**WORK REQUIRED**
Repeat all of the records verbatim.

----------

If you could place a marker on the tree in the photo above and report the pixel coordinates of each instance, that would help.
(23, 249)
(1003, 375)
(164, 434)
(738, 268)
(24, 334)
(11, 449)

----------

**TASK ANSWER**
If you could place a marker on the tree in the photo above and report the pixel coordinates of each instance, that would help.
(23, 249)
(1003, 375)
(164, 434)
(738, 268)
(24, 334)
(11, 449)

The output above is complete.